### [Problem details]
Copy out all lines from the entries below in which "pale" occurs.

### [Excerpts from a dataset]
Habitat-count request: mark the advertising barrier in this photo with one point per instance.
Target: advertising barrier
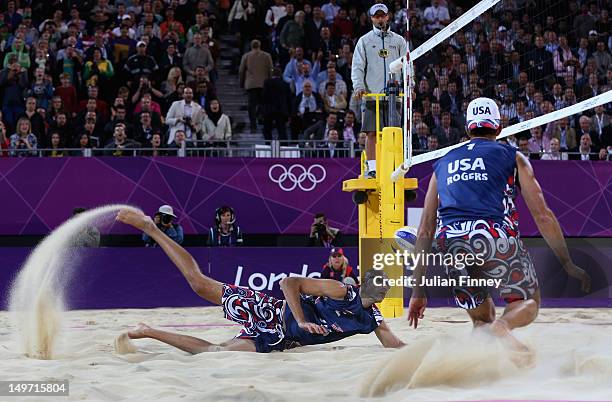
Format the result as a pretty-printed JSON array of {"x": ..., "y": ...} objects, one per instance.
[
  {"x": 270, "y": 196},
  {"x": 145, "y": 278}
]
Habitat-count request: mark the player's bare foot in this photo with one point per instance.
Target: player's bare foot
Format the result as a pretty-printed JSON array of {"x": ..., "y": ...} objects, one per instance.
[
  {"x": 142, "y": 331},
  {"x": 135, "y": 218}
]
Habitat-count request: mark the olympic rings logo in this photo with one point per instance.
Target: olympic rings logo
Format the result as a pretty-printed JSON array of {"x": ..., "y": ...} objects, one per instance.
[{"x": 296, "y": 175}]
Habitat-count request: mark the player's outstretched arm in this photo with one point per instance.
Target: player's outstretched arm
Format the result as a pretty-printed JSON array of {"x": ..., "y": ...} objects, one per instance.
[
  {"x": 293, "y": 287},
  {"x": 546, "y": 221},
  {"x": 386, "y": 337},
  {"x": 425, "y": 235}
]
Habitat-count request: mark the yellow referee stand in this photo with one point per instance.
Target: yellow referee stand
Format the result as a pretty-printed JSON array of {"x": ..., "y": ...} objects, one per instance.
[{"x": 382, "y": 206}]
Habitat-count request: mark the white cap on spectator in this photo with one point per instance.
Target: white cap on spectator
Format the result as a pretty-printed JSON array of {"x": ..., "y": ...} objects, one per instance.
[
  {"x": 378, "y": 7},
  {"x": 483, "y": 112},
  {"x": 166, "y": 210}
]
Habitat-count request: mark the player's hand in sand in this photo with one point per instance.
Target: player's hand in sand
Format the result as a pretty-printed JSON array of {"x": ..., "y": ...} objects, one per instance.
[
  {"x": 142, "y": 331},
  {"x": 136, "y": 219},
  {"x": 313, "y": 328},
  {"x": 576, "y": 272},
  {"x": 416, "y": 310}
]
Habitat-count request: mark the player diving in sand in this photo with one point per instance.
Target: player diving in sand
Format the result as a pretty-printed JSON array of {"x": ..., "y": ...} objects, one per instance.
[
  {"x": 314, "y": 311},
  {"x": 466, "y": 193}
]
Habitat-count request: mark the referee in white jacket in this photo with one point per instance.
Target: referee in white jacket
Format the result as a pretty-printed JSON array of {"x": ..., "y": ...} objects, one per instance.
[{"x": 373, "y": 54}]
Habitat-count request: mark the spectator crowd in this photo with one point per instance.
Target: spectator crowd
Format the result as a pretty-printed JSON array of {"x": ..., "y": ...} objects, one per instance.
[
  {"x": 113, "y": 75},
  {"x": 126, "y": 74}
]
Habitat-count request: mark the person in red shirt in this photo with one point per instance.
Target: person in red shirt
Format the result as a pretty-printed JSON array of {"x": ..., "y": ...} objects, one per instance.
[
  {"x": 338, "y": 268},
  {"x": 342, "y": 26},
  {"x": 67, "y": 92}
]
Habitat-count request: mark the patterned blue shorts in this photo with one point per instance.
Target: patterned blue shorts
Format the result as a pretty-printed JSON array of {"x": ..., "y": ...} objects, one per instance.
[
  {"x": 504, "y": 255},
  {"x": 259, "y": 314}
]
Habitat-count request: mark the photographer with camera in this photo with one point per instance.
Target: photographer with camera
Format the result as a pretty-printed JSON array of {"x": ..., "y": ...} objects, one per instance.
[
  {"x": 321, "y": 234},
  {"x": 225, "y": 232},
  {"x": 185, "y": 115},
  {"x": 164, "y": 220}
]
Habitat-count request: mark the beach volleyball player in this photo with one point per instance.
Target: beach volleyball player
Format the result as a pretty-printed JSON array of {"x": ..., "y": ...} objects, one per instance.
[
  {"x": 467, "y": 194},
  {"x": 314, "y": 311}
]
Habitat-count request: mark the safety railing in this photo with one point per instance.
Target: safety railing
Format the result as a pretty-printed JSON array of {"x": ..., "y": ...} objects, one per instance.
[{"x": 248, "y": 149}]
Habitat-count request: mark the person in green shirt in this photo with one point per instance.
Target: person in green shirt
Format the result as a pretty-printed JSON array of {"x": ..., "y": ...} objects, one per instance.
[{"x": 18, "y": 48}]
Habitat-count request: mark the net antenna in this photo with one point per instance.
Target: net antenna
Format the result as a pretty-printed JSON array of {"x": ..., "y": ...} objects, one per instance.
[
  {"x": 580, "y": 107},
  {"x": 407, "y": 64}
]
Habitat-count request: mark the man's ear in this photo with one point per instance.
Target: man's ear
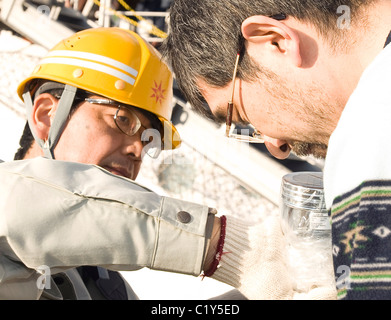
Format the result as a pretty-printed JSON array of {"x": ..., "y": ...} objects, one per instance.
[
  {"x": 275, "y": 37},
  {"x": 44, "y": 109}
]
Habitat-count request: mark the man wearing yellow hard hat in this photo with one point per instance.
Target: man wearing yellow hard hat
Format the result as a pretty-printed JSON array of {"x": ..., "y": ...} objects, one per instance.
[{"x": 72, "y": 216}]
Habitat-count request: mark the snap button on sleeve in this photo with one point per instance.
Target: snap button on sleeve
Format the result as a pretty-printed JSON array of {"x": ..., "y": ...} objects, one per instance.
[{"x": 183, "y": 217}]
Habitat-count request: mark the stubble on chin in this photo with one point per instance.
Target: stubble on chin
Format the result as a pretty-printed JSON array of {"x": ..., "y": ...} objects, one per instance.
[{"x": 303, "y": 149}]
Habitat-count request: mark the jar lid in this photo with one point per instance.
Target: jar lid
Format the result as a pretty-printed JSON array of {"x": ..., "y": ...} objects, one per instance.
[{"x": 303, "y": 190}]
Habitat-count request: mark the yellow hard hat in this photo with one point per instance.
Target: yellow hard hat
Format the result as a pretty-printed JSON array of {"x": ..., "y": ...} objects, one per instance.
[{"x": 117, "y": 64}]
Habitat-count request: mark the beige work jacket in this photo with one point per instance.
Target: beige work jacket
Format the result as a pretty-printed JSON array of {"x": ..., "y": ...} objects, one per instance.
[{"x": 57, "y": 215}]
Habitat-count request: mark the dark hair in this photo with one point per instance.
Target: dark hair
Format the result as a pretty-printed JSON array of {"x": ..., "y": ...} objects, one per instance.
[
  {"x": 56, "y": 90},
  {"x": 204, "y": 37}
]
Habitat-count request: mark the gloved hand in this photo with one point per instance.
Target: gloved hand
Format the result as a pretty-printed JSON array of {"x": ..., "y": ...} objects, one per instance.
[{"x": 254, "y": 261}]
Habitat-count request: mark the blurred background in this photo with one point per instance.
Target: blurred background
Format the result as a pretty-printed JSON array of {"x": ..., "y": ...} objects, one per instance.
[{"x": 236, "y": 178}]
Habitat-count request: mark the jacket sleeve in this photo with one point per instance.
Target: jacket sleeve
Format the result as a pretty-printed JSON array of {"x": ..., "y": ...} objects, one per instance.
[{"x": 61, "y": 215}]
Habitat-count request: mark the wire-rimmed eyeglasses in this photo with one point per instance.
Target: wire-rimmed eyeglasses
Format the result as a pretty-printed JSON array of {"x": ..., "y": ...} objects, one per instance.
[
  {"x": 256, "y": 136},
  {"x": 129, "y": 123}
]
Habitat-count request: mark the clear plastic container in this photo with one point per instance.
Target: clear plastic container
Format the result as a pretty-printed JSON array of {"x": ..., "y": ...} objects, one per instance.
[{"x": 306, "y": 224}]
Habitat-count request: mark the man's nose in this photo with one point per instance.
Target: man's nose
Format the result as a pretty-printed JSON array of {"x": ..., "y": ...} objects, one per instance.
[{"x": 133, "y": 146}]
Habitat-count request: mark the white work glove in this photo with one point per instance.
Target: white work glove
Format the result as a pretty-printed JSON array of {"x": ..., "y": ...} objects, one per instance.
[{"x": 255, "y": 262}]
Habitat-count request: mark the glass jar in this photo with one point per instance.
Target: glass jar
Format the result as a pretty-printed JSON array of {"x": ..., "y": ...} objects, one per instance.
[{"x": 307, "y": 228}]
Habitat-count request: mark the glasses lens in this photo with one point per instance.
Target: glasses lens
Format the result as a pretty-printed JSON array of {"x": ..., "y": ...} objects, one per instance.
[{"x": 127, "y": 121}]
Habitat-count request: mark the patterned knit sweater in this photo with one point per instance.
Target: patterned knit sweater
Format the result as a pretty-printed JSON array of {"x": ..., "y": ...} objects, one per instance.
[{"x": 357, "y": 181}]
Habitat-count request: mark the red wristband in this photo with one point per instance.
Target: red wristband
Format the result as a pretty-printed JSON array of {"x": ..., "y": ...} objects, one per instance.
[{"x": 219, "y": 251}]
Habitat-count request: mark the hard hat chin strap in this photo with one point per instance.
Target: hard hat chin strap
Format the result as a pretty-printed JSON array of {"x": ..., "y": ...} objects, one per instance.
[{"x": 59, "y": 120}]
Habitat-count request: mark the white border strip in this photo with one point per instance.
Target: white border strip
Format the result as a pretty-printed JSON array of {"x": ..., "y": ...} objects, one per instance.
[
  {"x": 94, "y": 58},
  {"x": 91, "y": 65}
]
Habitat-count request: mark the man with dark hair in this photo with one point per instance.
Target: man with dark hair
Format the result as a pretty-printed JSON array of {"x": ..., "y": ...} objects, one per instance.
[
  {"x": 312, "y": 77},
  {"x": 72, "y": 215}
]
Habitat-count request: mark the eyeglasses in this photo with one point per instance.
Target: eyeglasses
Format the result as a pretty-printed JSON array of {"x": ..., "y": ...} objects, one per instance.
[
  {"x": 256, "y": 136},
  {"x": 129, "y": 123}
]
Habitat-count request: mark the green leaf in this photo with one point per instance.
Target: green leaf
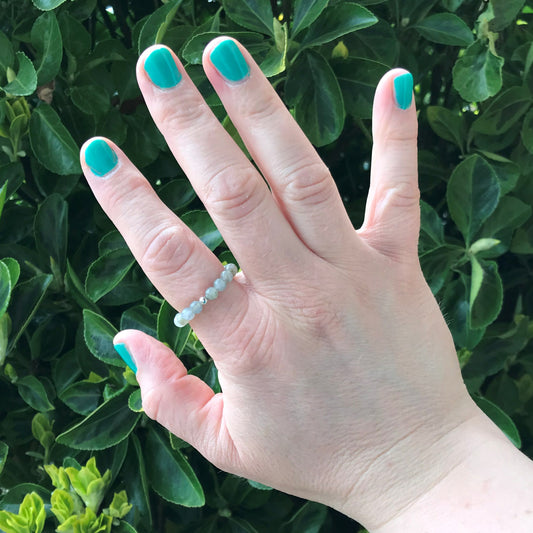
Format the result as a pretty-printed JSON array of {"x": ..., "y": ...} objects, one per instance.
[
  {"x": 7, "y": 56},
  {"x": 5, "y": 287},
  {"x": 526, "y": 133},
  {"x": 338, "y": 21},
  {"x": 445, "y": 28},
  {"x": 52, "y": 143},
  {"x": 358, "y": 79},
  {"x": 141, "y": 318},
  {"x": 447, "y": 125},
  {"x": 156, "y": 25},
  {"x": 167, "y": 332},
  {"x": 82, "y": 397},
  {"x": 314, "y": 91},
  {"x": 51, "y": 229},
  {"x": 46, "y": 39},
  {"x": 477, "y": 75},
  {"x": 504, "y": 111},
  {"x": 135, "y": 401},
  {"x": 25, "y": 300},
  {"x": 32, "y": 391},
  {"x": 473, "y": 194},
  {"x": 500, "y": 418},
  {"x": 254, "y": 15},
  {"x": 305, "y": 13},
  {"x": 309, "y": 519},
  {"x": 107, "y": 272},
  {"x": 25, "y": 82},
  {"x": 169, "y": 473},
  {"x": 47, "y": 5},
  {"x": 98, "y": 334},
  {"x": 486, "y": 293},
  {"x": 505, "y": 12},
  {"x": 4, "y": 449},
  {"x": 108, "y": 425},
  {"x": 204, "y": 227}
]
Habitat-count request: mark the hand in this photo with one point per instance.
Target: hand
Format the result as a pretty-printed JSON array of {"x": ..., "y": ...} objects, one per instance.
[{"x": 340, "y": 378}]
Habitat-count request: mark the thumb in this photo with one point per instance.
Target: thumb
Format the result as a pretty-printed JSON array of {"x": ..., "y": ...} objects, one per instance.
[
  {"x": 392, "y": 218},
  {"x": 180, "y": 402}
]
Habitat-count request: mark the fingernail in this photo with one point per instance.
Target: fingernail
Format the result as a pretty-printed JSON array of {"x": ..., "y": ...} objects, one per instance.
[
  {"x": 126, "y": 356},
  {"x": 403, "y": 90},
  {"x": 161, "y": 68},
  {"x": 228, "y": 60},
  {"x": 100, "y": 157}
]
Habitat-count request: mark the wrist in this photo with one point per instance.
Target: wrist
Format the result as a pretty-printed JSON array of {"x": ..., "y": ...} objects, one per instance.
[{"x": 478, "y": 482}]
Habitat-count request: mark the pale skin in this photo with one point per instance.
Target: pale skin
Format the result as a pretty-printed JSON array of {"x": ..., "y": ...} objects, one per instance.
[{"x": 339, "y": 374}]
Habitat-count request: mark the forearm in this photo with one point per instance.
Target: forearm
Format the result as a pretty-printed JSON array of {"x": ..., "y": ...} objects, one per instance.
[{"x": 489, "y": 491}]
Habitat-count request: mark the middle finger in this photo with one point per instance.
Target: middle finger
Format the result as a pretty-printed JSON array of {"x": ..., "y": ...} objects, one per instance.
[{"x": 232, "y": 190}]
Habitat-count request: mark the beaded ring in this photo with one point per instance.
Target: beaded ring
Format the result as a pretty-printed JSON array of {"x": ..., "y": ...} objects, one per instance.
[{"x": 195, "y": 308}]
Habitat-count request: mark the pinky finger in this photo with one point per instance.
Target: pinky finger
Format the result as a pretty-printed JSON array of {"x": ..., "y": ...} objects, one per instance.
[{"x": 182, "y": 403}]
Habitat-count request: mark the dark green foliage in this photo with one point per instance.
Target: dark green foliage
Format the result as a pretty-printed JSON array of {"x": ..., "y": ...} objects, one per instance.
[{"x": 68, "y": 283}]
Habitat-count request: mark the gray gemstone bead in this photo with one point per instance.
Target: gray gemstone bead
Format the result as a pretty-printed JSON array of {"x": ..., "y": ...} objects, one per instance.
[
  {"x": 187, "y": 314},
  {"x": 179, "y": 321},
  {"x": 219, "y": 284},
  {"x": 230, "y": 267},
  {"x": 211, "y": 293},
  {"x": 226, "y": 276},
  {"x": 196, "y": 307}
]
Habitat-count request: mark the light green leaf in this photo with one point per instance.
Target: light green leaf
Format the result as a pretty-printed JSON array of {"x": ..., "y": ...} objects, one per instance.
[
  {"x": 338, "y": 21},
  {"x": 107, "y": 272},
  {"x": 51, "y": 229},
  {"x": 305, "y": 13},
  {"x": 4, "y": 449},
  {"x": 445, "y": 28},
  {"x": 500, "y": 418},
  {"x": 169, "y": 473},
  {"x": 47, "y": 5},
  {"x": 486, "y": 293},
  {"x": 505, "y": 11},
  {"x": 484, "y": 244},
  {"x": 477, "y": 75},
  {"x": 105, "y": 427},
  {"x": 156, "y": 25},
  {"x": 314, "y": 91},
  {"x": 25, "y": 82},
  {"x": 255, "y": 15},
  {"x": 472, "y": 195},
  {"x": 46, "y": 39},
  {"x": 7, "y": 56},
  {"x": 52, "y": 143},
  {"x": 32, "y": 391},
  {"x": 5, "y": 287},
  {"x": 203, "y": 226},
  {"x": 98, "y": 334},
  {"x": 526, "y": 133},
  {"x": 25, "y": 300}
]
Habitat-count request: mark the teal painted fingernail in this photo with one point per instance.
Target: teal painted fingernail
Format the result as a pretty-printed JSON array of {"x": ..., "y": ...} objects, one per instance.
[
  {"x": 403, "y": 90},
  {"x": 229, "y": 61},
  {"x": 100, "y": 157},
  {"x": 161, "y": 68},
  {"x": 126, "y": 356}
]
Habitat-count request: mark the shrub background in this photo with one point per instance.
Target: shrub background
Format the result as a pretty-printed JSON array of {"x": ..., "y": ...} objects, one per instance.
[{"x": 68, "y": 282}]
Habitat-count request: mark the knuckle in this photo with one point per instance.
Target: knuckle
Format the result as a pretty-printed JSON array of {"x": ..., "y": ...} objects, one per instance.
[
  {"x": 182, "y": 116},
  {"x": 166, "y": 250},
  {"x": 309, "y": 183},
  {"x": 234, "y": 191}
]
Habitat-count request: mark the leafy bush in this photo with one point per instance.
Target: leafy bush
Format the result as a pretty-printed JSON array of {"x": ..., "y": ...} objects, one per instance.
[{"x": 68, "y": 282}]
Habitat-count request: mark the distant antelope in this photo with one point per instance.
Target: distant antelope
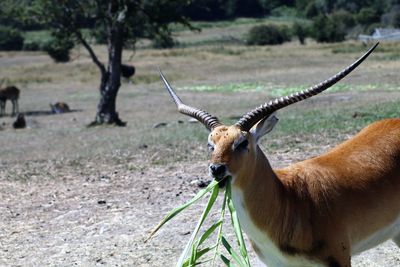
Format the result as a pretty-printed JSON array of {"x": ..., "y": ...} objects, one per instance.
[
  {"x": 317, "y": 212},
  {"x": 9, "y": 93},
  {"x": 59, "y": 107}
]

### [Exercise output]
Habitat-count request: mark the pale skin in this photo with one point per instance.
Target: pale skin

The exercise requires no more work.